_Entries supplied_.

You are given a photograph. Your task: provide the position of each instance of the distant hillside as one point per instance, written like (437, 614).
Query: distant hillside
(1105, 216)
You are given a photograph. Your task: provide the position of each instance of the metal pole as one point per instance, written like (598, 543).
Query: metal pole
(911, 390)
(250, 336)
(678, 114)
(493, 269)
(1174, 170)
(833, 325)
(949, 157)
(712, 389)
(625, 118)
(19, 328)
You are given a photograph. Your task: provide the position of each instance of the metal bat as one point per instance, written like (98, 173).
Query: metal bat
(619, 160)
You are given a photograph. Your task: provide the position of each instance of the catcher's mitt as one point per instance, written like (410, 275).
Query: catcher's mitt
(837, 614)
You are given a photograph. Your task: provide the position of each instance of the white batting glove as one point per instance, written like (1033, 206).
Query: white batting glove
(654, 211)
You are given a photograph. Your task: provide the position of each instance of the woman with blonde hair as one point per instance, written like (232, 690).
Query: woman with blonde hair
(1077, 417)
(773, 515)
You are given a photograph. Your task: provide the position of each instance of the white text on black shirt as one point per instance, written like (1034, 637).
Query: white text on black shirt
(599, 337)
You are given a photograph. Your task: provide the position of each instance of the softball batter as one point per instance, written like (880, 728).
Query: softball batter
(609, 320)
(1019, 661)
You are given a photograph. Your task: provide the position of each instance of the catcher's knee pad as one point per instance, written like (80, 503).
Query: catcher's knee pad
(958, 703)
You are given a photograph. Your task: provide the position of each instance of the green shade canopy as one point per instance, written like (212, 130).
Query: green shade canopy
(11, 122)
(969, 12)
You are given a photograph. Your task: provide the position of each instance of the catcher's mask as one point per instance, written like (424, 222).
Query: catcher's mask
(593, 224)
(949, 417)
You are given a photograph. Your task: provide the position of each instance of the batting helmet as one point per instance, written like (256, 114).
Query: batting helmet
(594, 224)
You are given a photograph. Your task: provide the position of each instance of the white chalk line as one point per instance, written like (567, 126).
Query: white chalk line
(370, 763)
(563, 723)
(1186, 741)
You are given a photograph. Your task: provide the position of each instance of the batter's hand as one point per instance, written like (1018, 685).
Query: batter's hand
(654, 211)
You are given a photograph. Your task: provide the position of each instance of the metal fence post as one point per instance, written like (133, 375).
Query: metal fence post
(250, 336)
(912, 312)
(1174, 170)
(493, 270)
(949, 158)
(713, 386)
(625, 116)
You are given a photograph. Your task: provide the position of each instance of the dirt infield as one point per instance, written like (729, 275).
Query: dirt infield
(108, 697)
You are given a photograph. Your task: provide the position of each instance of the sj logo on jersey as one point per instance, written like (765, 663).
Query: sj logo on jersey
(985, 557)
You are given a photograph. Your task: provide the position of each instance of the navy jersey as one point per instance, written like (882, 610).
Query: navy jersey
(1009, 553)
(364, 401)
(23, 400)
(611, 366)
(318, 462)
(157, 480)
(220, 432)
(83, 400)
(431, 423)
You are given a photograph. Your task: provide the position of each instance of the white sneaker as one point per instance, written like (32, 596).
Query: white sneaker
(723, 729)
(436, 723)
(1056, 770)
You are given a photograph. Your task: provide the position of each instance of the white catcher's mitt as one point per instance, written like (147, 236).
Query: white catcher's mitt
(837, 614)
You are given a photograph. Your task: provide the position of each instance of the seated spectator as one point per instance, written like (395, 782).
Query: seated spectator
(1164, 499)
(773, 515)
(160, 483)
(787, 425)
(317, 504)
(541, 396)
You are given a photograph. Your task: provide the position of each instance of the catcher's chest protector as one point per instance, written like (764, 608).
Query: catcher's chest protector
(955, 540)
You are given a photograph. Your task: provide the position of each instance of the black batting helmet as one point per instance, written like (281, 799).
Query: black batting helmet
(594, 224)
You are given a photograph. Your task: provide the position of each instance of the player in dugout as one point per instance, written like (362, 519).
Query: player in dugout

_What the task requires_. Could you transcribe the entire listing above word for word, keeping every line and character unchanged?

_Solved problem_.
You are given a photograph. Your task: provide the position of each instance of the distant hillside as one point per instance, written like (437, 614).
Query: distant hillside
(1105, 216)
You are given a photograph. Your task: provide the position of each instance of the metal pole as one point per instance, written like (598, 543).
Query: metal pole
(911, 390)
(250, 336)
(678, 114)
(493, 269)
(1174, 170)
(833, 325)
(949, 157)
(712, 389)
(625, 118)
(19, 328)
You are given a photograph. Your task: provide the position of each instance of the metal bat as one point per instance, written like (98, 173).
Query: metal bat
(619, 160)
You are given a photograph. Your task: provide the position of each instance of the catcher's mitt as one point per instance, written like (410, 275).
Query: catcher's mitt
(837, 614)
You are given a photograph. Your task: provide the position of each instance of the white batting glove as one point per instance, written like (1033, 206).
Query: white batting glove
(654, 211)
You are given a photograph. Your task: provide the position of each instance of the woman with blonde hair as one point per instance, written like (232, 690).
Query: woman with blonde hair
(1077, 417)
(773, 515)
You are given a photograph. Your task: provide the position of each instance of the white text on black shirt as one point per instance, written like (1034, 637).
Query: white text on black shirt
(599, 337)
You are given a photograph. Your task: provide the position of each instance of the softball batter as one point per instance, written like (880, 728).
Query: softball batter
(609, 320)
(1019, 661)
You are given a photograph. Your task: provide the position of each instance of the catcher's knee pad as one point per instance, written like (80, 503).
Query: catcher's knee pad
(958, 703)
You are given a photograph. Your task: provide the position of each instance of the green shade canopy as one point per instance, written like (212, 130).
Query: green shade canopy
(11, 122)
(969, 12)
You are given a photograph. Your task: provide the position of each instance of the catcher's mask as one point per instance, written like (424, 222).
Query: catcher's mask
(593, 224)
(949, 417)
You are given a photograph. Your task: provide the position of each instance of the batting helmet as one point per instance, written like (256, 114).
Query: batting helmet
(594, 224)
You are given a photograph. Your task: provide the position of each instance of the white chalk line as one point per instance, written like (567, 126).
Query: white chalk line
(370, 763)
(563, 723)
(1186, 741)
You are given a photograph. Your task: provide the position of each instance of the batter's hand as one point per instance, written like (1018, 685).
Query: batter's hand
(654, 211)
You are given a photograph. Your task: provide the position of each instance of the metal fence post as one point per instance, written like (133, 375).
Query: metal fence post
(250, 336)
(912, 312)
(1174, 170)
(493, 270)
(949, 158)
(713, 386)
(625, 116)
You are given a photograph. Your task: provide the position of each instance of the dirt infield as one point per instance, written like (729, 275).
Query: dirt infield
(108, 697)
You are given a photograph. Your task: provide the position of each instance of the sj logo on jersey as one point per instance, written like (765, 663).
Query: sj logo on jersey
(985, 557)
You are given a photograph. Your task: provide the position of each instance of the navy jersey as one point per instance, written like (882, 610).
Query: navy jersey
(1009, 553)
(364, 401)
(23, 400)
(611, 366)
(318, 462)
(157, 480)
(220, 432)
(83, 400)
(431, 423)
You are given a photograph. Your task: provide the position of each instance of the white sneaker as one point per instance, written like (32, 596).
Query: white sneaker
(723, 729)
(436, 723)
(1056, 770)
You are given a photograph. Your task: provide the position of each instance of the white catcher's mitt as one point per instance, written like (147, 236).
Query: white catcher's mitt
(837, 614)
You are given a photograph. Your task: provide the position of each instance of the seated spectator as one point per instance, written like (395, 782).
Query: seated spectator
(1164, 499)
(773, 515)
(160, 483)
(787, 425)
(317, 504)
(541, 396)
You are given a photograph. Your task: provide the position of each instance of the catcher's chest protector as one point per instance, written like (764, 608).
Query: catcher's chest protector
(955, 540)
You are given a photograph. Your task: provide the position of each instance of the black batting helmet as one point per instance, written like (281, 799).
Query: black batting helmet
(594, 224)
You are given a photograph. Your task: provide the position of each instance of the player in dugout as one point per instance, written like (362, 519).
Query: player in dugout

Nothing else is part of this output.